-- Data shown --
☆ ☆ ☆ ☆ ☆

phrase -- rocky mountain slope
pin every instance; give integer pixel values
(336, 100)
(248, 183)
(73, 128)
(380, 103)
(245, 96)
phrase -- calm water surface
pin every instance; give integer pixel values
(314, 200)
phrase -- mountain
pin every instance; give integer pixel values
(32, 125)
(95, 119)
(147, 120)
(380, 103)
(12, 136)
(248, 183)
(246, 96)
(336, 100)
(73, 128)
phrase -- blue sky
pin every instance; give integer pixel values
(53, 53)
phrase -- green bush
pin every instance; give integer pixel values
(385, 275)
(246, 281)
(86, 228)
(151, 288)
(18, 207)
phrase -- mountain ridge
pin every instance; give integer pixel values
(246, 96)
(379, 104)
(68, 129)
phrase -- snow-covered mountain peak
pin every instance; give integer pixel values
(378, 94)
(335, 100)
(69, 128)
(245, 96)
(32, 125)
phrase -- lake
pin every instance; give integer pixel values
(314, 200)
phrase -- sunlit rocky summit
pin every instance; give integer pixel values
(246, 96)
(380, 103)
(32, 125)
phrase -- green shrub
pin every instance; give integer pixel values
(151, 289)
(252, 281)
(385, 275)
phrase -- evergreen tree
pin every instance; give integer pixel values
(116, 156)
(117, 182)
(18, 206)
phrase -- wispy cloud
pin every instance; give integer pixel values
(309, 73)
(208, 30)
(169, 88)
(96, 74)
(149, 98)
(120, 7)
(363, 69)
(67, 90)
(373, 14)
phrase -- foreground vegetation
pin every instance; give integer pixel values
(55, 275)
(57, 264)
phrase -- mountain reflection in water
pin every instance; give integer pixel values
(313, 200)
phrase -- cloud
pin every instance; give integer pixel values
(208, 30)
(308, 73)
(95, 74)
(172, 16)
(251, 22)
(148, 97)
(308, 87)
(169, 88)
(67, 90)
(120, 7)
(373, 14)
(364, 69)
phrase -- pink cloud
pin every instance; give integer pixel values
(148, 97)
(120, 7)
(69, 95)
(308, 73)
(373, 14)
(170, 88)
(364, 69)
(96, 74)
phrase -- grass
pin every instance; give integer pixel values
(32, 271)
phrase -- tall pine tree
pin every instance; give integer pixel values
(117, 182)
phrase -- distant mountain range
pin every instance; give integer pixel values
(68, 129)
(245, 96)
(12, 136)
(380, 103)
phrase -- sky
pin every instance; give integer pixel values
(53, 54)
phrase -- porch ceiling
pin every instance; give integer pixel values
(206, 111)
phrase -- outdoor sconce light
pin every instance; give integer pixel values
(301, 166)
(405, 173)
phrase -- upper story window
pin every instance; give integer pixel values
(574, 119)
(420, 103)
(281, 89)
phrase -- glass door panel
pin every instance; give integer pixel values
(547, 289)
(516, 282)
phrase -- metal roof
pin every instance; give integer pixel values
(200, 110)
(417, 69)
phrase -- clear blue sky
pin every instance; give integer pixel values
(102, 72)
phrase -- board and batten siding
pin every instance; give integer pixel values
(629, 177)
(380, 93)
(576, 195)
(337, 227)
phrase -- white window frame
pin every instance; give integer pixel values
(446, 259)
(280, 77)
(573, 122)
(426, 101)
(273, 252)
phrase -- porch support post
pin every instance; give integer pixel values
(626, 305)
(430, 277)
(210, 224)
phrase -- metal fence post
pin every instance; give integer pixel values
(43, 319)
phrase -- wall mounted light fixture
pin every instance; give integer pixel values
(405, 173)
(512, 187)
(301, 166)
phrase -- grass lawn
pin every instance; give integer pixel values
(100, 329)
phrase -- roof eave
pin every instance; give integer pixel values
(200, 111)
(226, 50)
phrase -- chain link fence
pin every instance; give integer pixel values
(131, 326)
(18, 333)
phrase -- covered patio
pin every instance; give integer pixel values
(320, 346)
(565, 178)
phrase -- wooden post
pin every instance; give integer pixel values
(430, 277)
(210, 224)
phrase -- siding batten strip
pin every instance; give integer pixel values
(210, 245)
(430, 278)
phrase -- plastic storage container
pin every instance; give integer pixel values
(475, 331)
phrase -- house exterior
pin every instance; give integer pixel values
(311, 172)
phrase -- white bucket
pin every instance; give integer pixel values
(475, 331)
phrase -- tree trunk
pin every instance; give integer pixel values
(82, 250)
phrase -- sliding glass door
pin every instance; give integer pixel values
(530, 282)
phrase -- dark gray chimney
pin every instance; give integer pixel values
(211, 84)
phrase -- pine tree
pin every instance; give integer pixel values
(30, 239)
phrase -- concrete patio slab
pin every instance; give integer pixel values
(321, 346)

☆ ☆ ☆ ☆ ☆

-- Exercise description --
Edit the entries so that "pin every instance" becomes "mark each instance" wherever it occurs, keeping everything else unchanged.

-- Response --
phrase -- rocky mountain slope
mark each instance; give integer pixel values
(336, 100)
(248, 183)
(73, 128)
(380, 103)
(245, 96)
phrase -- calm water surface
mark each instance; give integer pixel values
(314, 200)
phrase -- mountain
mark each instance; give integer pixel values
(32, 125)
(95, 119)
(147, 120)
(380, 103)
(12, 136)
(248, 183)
(246, 96)
(336, 100)
(73, 128)
phrase -- blue sky
mark each instance; give integer pixel values
(53, 53)
phrase -- green bush
mark each instance; give integer pixel values
(385, 275)
(246, 281)
(86, 228)
(151, 288)
(18, 207)
phrase -- mountain ridge
mark each instance; give integer pixel values
(246, 96)
(379, 104)
(68, 129)
phrase -- snow-covered mountain peak
mark each instance; give integer pixel values
(378, 94)
(335, 100)
(69, 128)
(245, 96)
(32, 125)
phrase -- lake
mark each instance; give integer pixel values
(314, 200)
phrase -- sunlit rocky summit
mark each instance; give integer pixel values
(246, 96)
(380, 103)
(32, 125)
phrase -- green shrub
mark each instance; give integer pixel values
(151, 289)
(252, 281)
(385, 275)
phrase -- evergreen tree
mark each instance; give integer pixel values
(116, 156)
(117, 182)
(18, 206)
phrase -- wispy cloud
mark each instance; give integer pixel values
(309, 73)
(208, 30)
(169, 88)
(96, 74)
(149, 98)
(120, 7)
(363, 69)
(67, 90)
(373, 14)
phrase -- foreground vegetation
mark each instance; give integer pixel values
(55, 275)
(57, 264)
phrase -- mountain reflection in water
mark each instance; give integer pixel values
(313, 200)
phrase -- cloud
mark each instance; give integer pixel values
(208, 30)
(308, 73)
(95, 74)
(172, 16)
(251, 22)
(148, 97)
(308, 87)
(169, 88)
(67, 90)
(120, 7)
(373, 14)
(364, 69)
phrase -- pink cloud
mark each instance; give integer pixel values
(148, 97)
(120, 7)
(69, 95)
(308, 73)
(373, 14)
(170, 88)
(364, 69)
(96, 74)
phrase -- grass
mark each instance; give integer pixel values
(32, 271)
phrase -- tall pine tree
mark each instance; give integer pixel values
(117, 182)
phrase -- distant mountain range
mark each instance; give integer pixel values
(68, 129)
(245, 96)
(12, 136)
(380, 103)
phrase -- sky
mark each instance; give integer pixel values
(53, 54)
phrase -- porch ceiling
mark each instance; give integer pixel values
(206, 111)
phrase -- outdoor sconce light
mark each instance; give integer pixel values
(301, 166)
(405, 173)
phrase -- upper story window
mark each instance; give integer pixel values
(574, 119)
(420, 103)
(281, 89)
phrase -- glass door panel
mark each instance; give integer pixel values
(547, 289)
(516, 282)
phrase -- metal roof
mark each instance; give integer pixel values
(200, 110)
(417, 69)
phrase -- clear blue sky
mark each instance; give integer pixel values
(102, 72)
phrase -- board and batten siding
mark each instance; give integer pixel values
(629, 177)
(380, 93)
(576, 195)
(337, 227)
phrase -- white window frame
mark each instance; give integer pixel values
(446, 259)
(280, 77)
(573, 122)
(426, 101)
(273, 252)
phrase -- porch support post
mark each instance; give integer pixel values
(626, 305)
(430, 277)
(210, 224)
phrase -- metal fence post
mark each instance; give integer pixel values
(43, 319)
phrase -- wall mounted light fixture
mark each instance; give integer pixel values
(405, 173)
(512, 187)
(301, 166)
phrase -- grass lawn
mark each instance; give integer pixel values
(100, 329)
phrase -- roof eave
mark each instance; give integer pixel values
(200, 111)
(226, 50)
phrase -- chain link fence
mark each instance; give integer pixel values
(131, 326)
(18, 333)
phrase -- covered patio
mark each instance; give integer pixel values
(320, 346)
(565, 178)
phrase -- wooden post
mark each instance; give integer pixel values
(430, 277)
(210, 224)
phrase -- siding batten strip
mark each instance; give integer pixel values
(210, 245)
(430, 278)
phrase -- plastic storage container
mark each instance; give integer pixel values
(475, 331)
phrase -- house exterior
mark each instance; give integer pixel values
(311, 172)
phrase -- white bucket
mark each instance; give integer pixel values
(475, 331)
phrase -- tree trunk
mark each instance; give integer pixel values
(82, 250)
phrase -- sliding glass door
mark each instance; give integer pixel values
(530, 282)
phrase -- dark gray chimney
mark each instance; give integer pixel values
(211, 84)
phrase -- pine tree
mark each instance; give integer pixel values
(30, 239)
phrase -- concrete patio slab
mark each instance; give integer pixel values
(321, 346)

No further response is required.